(Point-per-instance localization data)
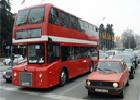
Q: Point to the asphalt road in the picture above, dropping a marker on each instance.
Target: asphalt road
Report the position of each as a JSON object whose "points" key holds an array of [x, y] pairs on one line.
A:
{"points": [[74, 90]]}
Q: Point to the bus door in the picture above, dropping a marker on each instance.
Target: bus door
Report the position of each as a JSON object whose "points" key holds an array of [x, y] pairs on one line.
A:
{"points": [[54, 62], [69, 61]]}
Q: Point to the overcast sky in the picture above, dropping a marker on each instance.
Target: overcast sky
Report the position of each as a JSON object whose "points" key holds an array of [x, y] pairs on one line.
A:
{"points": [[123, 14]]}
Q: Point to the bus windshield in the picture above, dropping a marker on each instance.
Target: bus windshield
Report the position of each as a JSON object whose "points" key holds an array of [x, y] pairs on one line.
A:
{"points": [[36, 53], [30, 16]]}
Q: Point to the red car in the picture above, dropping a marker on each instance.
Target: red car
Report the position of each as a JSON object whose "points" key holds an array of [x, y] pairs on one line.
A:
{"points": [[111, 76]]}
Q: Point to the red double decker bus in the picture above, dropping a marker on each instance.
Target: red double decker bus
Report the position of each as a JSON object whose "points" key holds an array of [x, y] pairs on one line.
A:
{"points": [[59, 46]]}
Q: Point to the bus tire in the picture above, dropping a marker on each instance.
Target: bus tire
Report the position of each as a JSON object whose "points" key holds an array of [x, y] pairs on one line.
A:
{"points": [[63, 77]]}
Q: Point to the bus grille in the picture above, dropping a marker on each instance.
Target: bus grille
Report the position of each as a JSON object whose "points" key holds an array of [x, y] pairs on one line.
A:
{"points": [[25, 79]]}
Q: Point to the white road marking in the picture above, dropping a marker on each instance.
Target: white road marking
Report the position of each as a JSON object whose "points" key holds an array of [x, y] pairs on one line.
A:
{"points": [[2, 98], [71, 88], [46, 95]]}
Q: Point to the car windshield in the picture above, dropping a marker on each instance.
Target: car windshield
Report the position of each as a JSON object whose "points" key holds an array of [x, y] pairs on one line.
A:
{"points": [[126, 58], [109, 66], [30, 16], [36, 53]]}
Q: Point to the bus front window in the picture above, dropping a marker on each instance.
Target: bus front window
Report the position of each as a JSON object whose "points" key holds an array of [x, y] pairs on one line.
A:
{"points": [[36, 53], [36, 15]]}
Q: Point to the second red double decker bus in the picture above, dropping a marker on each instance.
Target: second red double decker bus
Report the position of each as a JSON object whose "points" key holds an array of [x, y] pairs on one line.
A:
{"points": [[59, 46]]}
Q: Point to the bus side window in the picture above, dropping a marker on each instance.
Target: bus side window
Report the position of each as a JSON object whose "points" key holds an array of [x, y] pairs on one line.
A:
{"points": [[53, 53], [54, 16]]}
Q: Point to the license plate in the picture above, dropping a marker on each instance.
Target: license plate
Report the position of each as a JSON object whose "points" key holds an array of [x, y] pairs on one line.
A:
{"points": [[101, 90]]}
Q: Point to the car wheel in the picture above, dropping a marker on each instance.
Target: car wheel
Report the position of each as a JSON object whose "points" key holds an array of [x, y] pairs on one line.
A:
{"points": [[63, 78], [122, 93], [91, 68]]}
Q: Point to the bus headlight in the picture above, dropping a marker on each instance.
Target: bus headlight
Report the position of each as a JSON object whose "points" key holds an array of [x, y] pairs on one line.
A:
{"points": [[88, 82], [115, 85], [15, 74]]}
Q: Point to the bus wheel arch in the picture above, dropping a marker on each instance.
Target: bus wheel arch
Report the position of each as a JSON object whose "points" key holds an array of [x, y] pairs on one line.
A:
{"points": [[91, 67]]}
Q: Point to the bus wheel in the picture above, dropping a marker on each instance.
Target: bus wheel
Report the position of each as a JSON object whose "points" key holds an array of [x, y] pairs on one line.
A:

Exercise instructions: Wherever a line of the data holds "grille", copy that line.

Answer to this exercise:
Q: Point to the bus grille in the picture above, dropping a marker on each instance.
Target: bus grille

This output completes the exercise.